▶ [Problem]: Copy the listing below word for word, from the first line to the last, and leave out any pictures.

--- start of Exercise data ---

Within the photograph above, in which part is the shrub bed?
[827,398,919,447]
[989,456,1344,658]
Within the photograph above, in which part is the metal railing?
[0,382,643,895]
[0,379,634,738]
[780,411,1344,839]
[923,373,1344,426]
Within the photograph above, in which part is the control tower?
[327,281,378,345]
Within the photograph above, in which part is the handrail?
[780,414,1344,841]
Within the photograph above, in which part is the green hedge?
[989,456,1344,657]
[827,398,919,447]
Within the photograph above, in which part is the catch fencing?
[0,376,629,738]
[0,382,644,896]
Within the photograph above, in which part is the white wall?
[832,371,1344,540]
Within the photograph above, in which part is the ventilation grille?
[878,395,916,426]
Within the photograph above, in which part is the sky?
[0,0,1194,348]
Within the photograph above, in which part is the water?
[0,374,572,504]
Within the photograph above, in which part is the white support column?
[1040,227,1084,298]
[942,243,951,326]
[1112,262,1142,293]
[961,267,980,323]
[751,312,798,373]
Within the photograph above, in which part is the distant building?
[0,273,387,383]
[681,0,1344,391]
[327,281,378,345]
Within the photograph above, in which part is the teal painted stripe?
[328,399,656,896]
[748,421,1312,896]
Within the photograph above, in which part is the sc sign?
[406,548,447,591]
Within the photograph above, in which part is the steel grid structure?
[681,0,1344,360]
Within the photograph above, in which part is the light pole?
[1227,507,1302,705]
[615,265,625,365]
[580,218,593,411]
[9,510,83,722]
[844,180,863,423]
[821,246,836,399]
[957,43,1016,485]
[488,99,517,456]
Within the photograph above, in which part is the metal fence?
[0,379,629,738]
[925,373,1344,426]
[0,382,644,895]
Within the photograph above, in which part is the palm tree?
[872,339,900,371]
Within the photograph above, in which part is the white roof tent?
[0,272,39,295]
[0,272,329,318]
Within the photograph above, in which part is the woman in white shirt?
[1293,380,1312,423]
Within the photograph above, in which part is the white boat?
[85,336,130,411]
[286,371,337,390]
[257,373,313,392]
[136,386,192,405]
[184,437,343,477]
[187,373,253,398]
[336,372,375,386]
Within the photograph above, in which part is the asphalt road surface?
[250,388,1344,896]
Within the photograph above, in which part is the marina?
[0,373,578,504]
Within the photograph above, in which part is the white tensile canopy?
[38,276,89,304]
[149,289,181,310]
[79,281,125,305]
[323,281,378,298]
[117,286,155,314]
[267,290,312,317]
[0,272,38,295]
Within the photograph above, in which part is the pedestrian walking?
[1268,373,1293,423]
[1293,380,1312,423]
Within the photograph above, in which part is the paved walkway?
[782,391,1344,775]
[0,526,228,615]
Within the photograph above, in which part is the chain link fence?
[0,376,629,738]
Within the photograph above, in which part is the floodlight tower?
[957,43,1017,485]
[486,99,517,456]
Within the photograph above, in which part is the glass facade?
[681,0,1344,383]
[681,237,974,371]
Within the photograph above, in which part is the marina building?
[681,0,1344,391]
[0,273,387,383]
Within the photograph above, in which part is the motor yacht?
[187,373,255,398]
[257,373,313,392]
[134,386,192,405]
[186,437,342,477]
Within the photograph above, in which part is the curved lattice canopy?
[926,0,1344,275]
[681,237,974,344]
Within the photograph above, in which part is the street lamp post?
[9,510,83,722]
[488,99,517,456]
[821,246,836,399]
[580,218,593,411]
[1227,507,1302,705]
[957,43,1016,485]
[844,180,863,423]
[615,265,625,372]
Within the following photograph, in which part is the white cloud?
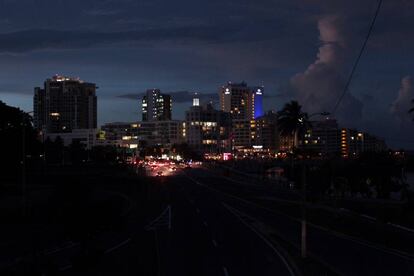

--- end of Exercise data ---

▶ [Complete answer]:
Within the photograph above, in which part is the shrub bed?
[827,398,919,447]
[989,456,1344,658]
Within the photograph above, in which part is the metal railing?
[0,382,643,895]
[0,379,634,738]
[780,411,1344,839]
[923,373,1344,426]
Within the photograph above, in which part is the control tower?
[327,281,378,345]
Within the photograph above, in which part is the handrail?
[780,414,1344,841]
Within the photograph above, in which part is the green hedge?
[989,456,1344,657]
[827,398,919,447]
Within the photograph above, in which part is the catch fencing?
[0,376,629,738]
[0,382,644,896]
Within the photograph above, in which part is the white wall?
[832,371,1344,540]
Within the photograph above, in which part is the ventilation grille?
[878,395,916,426]
Within the photograph above, in which part is the sky?
[0,0,1194,348]
Within the photograph above, in which part is the water?
[0,374,572,504]
Within the photograph above, in which part is the white support column?
[1040,227,1084,298]
[942,243,951,326]
[1112,262,1142,293]
[961,267,980,323]
[751,312,798,373]
Within the photograph above, in which part is the distant building?
[0,273,387,383]
[681,0,1344,391]
[327,281,378,345]
Within the photograph above, in which part is the teal painted stripe?
[328,399,656,896]
[748,421,1312,896]
Within the photograph above, in which part is the sc sign?
[406,548,447,591]
Within the photograph above, in which part is the steel grid structure?
[681,0,1344,360]
Within the photograph above, in which part is the light pole?
[1227,507,1302,705]
[615,265,625,365]
[580,218,593,411]
[9,510,83,722]
[844,180,863,423]
[821,246,836,399]
[957,43,1016,485]
[488,99,517,456]
Within the photograph above, in which part is the metal fence?
[0,379,629,738]
[925,373,1344,426]
[0,382,644,895]
Within the photograph above, in which part is the palm tree?
[872,339,900,371]
Within the photograph above, in which part is the white roof tent?
[0,272,39,295]
[0,272,329,318]
Within the photograph above, in which part is the woman in white shirt?
[1293,380,1312,423]
Within the photograph above, in which part is the white boat?
[85,336,130,411]
[286,371,337,390]
[257,373,313,392]
[136,386,192,405]
[184,437,343,477]
[187,373,253,398]
[336,372,375,386]
Within the photograph above, in which part is the asphalt road surface?
[250,388,1344,896]
Within the photograph above, in which part is the marina?
[0,373,578,504]
Within the photograph above, in which part is the white tensile canopy?
[38,276,89,304]
[149,289,181,310]
[79,281,125,305]
[323,281,378,298]
[117,286,155,314]
[267,290,312,317]
[0,272,38,295]
Within the photograph above, in which part is the pedestrian walking?
[1268,373,1293,423]
[1293,380,1312,423]
Within the photograph above, in which part is the paved walkway?
[782,391,1344,775]
[0,526,228,615]
Within the photograph above, in which part is the chain link fence?
[0,376,629,738]
Within the photograph above, in which part is the floodlight tower?
[957,43,1017,485]
[486,99,517,456]
Within the photograph above, in which part is the glass facade?
[681,0,1344,383]
[681,237,974,371]
Within the photograph above, in which part is the marina building?
[681,0,1344,391]
[0,273,387,383]
Within the photograph above, in which part is the motor yacht?
[187,373,255,398]
[257,373,313,392]
[134,386,192,405]
[186,437,342,477]
Within the photograph above, in which part is the curved lattice canopy?
[926,0,1344,275]
[681,237,974,344]
Within the photograph above, in which part is the street lamp post?
[9,510,83,722]
[488,99,517,456]
[821,246,836,399]
[580,218,593,411]
[1227,507,1302,705]
[957,43,1016,485]
[844,180,863,423]
[615,265,625,372]
Within the following photograph, in which part is the white cloud?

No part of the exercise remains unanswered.